• **Written task**: Resize the material, starting at its very beginning and going on through the line containing "M 4 231 L 412", by writing only those lines out again in full. Multiply every path coordinate in the outline by 0.2, round each to a whole number with halves going up, and leave the picture out.
+---+
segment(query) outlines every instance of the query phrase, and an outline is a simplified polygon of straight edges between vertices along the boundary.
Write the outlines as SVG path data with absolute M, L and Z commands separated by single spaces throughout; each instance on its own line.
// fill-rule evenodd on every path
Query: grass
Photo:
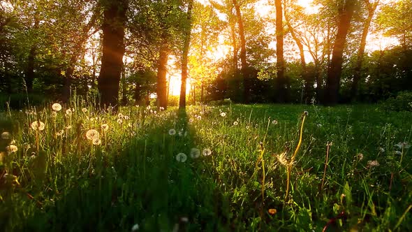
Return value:
M 4 231 L 412 231 L 411 113 L 71 107 L 0 113 Z

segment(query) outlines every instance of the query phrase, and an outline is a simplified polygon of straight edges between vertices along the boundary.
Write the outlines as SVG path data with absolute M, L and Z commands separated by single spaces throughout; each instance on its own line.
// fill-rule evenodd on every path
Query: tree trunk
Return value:
M 344 50 L 346 42 L 346 35 L 351 26 L 351 19 L 355 9 L 355 0 L 347 0 L 339 9 L 339 21 L 337 34 L 332 52 L 332 61 L 328 70 L 325 103 L 327 105 L 337 103 L 340 85 Z
M 27 68 L 26 69 L 26 87 L 27 92 L 33 92 L 33 81 L 34 80 L 34 58 L 36 57 L 36 46 L 33 45 L 29 52 L 27 57 Z
M 180 85 L 180 99 L 179 99 L 179 108 L 186 108 L 186 82 L 187 80 L 187 57 L 190 47 L 190 36 L 191 30 L 191 14 L 193 8 L 193 0 L 189 1 L 187 8 L 187 23 L 184 35 L 184 44 L 183 45 L 183 55 L 182 56 L 182 85 Z
M 127 105 L 127 87 L 126 82 L 126 66 L 124 64 L 122 68 L 122 105 Z
M 38 20 L 36 15 L 34 16 L 34 29 L 37 29 L 38 27 Z M 27 67 L 26 69 L 26 76 L 24 81 L 26 82 L 26 87 L 27 88 L 27 92 L 33 92 L 33 81 L 34 80 L 34 59 L 36 58 L 36 45 L 31 45 L 30 51 L 29 51 L 29 56 L 27 57 Z
M 103 54 L 98 84 L 102 106 L 117 106 L 128 6 L 128 0 L 113 0 L 106 3 L 103 12 Z
M 239 36 L 240 37 L 240 63 L 242 67 L 240 72 L 243 78 L 244 87 L 244 101 L 247 103 L 250 101 L 250 77 L 249 66 L 246 60 L 246 39 L 244 38 L 244 29 L 243 28 L 243 20 L 242 19 L 242 12 L 237 0 L 233 0 L 235 10 L 236 10 L 236 17 L 237 18 L 237 24 L 239 25 Z
M 379 3 L 379 0 L 371 3 L 369 0 L 365 0 L 367 7 L 368 9 L 368 16 L 363 25 L 363 30 L 362 31 L 362 37 L 360 38 L 360 45 L 359 45 L 359 50 L 358 52 L 358 57 L 356 59 L 356 65 L 353 70 L 353 82 L 352 82 L 352 88 L 351 89 L 351 98 L 352 101 L 356 100 L 358 95 L 358 88 L 359 85 L 359 80 L 360 80 L 360 70 L 363 63 L 363 57 L 365 55 L 365 47 L 366 46 L 366 38 L 369 30 L 371 22 L 374 17 L 375 10 Z
M 288 100 L 288 92 L 285 78 L 285 59 L 284 57 L 284 25 L 282 1 L 275 0 L 276 8 L 276 69 L 277 69 L 277 100 L 283 103 Z
M 168 107 L 166 73 L 169 55 L 165 45 L 161 47 L 157 66 L 157 106 Z

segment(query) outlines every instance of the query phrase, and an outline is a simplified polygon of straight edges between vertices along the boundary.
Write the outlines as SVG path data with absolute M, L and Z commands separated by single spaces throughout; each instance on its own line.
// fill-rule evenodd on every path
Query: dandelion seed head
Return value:
M 54 111 L 60 111 L 61 110 L 61 105 L 59 103 L 54 103 L 52 105 L 52 109 Z
M 190 157 L 193 159 L 198 158 L 200 156 L 200 150 L 198 148 L 192 148 L 190 150 Z
M 45 129 L 45 124 L 41 121 L 34 121 L 31 122 L 30 127 L 35 131 L 43 131 Z
M 187 156 L 186 154 L 180 152 L 176 155 L 176 160 L 184 163 L 187 160 Z
M 103 131 L 107 131 L 109 130 L 109 125 L 108 125 L 107 124 L 101 124 L 101 126 L 100 126 L 101 127 L 101 130 Z
M 94 129 L 89 129 L 89 131 L 87 131 L 87 132 L 86 132 L 86 138 L 87 138 L 87 139 L 89 140 L 93 140 L 95 138 L 98 138 L 98 131 Z

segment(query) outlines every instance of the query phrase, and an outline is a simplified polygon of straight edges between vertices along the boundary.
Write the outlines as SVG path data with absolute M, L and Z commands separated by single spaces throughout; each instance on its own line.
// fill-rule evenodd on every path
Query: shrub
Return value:
M 412 92 L 399 92 L 395 97 L 383 101 L 381 107 L 384 110 L 412 111 Z

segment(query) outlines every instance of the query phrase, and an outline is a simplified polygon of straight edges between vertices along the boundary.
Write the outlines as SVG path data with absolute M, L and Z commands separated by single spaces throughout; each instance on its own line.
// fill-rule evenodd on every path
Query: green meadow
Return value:
M 411 112 L 70 106 L 0 113 L 1 231 L 412 231 Z

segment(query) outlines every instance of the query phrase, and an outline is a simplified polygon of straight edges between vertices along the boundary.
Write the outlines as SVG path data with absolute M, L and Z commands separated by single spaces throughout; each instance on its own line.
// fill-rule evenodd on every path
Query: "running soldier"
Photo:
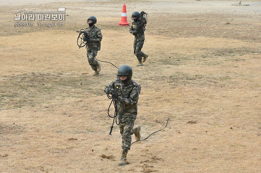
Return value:
M 143 63 L 146 61 L 149 55 L 141 51 L 141 49 L 144 44 L 145 39 L 145 35 L 143 29 L 146 22 L 145 19 L 143 17 L 141 18 L 141 21 L 139 17 L 140 13 L 134 11 L 132 13 L 131 19 L 133 21 L 130 28 L 130 33 L 134 36 L 133 48 L 134 54 L 139 61 L 139 63 L 136 66 L 143 65 Z
M 102 39 L 100 29 L 94 25 L 97 22 L 96 18 L 93 16 L 88 18 L 87 23 L 89 24 L 89 27 L 86 28 L 85 31 L 88 37 L 88 38 L 85 38 L 84 36 L 83 38 L 87 42 L 87 54 L 89 64 L 94 71 L 92 76 L 99 74 L 101 69 L 100 63 L 95 59 L 98 51 L 100 50 L 100 42 Z
M 119 125 L 120 132 L 122 136 L 121 148 L 122 154 L 118 165 L 123 165 L 126 164 L 126 155 L 128 150 L 130 149 L 132 138 L 130 135 L 135 135 L 135 139 L 139 141 L 140 138 L 140 126 L 137 125 L 133 127 L 134 121 L 136 119 L 137 111 L 137 105 L 139 95 L 140 92 L 140 85 L 131 79 L 132 76 L 132 70 L 128 65 L 123 65 L 118 69 L 117 79 L 111 82 L 106 86 L 104 90 L 105 93 L 109 90 L 109 94 L 115 95 L 116 99 L 120 103 L 122 104 L 123 99 L 125 101 L 123 110 L 122 107 L 120 107 L 117 116 L 117 119 L 122 118 L 122 113 L 123 115 L 121 123 Z M 116 91 L 114 89 L 117 86 L 121 92 Z M 112 88 L 112 89 L 111 89 Z M 123 92 L 125 93 L 122 95 Z M 116 93 L 115 93 L 116 92 Z M 118 109 L 119 106 L 117 105 Z

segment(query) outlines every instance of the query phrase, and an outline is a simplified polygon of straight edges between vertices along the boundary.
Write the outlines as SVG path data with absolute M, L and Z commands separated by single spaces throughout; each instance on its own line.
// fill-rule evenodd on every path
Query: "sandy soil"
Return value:
M 261 172 L 261 2 L 0 1 L 0 172 Z M 141 67 L 127 18 L 149 14 Z M 249 4 L 248 6 L 244 5 Z M 66 10 L 64 25 L 15 27 L 14 14 Z M 132 68 L 141 138 L 126 165 L 105 86 L 76 31 L 94 15 L 98 59 Z

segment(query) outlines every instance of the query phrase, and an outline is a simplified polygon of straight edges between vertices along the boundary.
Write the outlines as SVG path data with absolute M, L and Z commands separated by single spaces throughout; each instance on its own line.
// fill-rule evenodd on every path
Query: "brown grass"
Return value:
M 51 28 L 15 28 L 21 7 L 0 8 L 0 172 L 261 172 L 260 14 L 218 7 L 158 12 L 161 3 L 136 2 L 150 15 L 143 49 L 149 56 L 140 67 L 128 27 L 117 25 L 121 2 L 30 5 L 27 10 L 67 8 L 64 27 Z M 86 50 L 76 44 L 75 31 L 86 27 L 82 7 L 95 3 L 103 36 L 97 58 L 130 65 L 141 86 L 141 139 L 170 118 L 132 145 L 123 166 L 117 164 L 118 127 L 108 136 L 112 120 L 103 91 L 117 69 L 102 63 L 91 76 Z

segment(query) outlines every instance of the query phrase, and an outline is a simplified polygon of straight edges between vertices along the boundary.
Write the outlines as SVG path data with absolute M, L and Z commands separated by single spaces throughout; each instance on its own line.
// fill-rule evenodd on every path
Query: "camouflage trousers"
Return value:
M 97 70 L 97 68 L 96 66 L 98 65 L 99 63 L 97 60 L 95 59 L 95 57 L 97 55 L 98 51 L 94 51 L 94 55 L 93 55 L 93 50 L 88 50 L 87 51 L 87 57 L 88 58 L 88 62 L 89 64 L 92 67 L 92 70 Z
M 141 61 L 142 57 L 144 56 L 144 54 L 141 51 L 141 49 L 144 44 L 144 40 L 136 41 L 134 40 L 133 44 L 134 53 L 137 57 L 137 59 L 139 61 Z
M 131 143 L 131 135 L 135 131 L 133 128 L 134 125 L 134 122 L 132 121 L 122 122 L 119 124 L 120 132 L 121 136 L 121 148 L 125 151 L 127 151 L 130 149 L 130 144 Z

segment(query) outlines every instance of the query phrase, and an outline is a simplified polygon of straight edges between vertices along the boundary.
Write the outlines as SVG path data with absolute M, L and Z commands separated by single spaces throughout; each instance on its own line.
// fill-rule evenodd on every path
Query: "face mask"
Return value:
M 91 26 L 91 27 L 93 25 L 93 22 L 92 22 L 91 23 L 89 23 L 89 26 Z

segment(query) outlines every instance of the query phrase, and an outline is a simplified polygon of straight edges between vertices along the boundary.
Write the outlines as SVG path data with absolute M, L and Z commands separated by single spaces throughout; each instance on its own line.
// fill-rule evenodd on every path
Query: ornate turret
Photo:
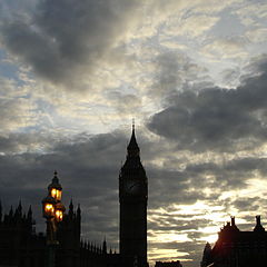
+---+
• **Exercise result**:
segment(query) outlines every instance of the query phrase, and an outline is a simplified polygon of straight edges between vertices along the boundary.
Write the outlines as SVG path data with absolute M, L and Z commands separated by single spaces throughout; each instance on its own line.
// fill-rule evenodd on every path
Query: grass
Photo:
Return value:
M 1 46 L 82 46 L 82 23 L 14 21 L 0 23 Z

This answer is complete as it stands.